--- TASK INPUTS ---
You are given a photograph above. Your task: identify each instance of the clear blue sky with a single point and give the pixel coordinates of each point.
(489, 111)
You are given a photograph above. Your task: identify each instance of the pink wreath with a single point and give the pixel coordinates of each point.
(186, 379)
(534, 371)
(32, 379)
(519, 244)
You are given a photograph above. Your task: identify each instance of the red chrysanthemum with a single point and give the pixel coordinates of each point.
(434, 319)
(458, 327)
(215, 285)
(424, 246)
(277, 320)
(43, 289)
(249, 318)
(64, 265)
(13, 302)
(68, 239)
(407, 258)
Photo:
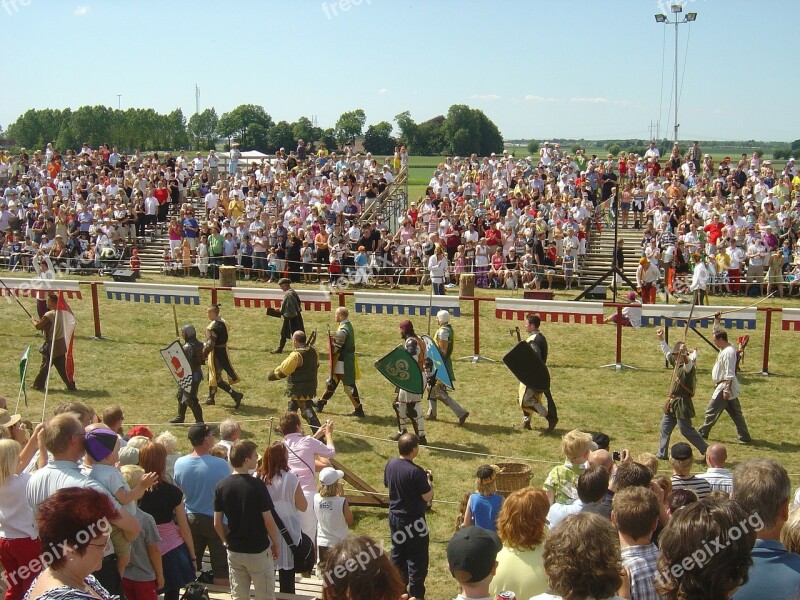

--- DIRECTIVE ---
Recast all of the material above as a numbered list with one line per item, skipping any blank lines and omitting the pictures.

--- THE RESULT ---
1. You are given a photograph above. Your task: identify each instance of the clear blue sky with a single point and give the pixel coordinates of each point.
2. (489, 111)
3. You are given a photograph above. Your task: identify each instance of the pink wreath with a single point and give the pixel coordinates of each point.
4. (186, 379)
5. (534, 371)
6. (32, 379)
7. (519, 244)
8. You are given a photograph above. Your task: identify each instance of the red chrysanthemum with a single point and give the pixel coordinates of each point.
9. (434, 319)
10. (458, 327)
11. (215, 285)
12. (424, 246)
13. (277, 320)
14. (43, 289)
15. (249, 318)
16. (64, 265)
17. (13, 302)
18. (68, 239)
19. (407, 258)
20. Photo:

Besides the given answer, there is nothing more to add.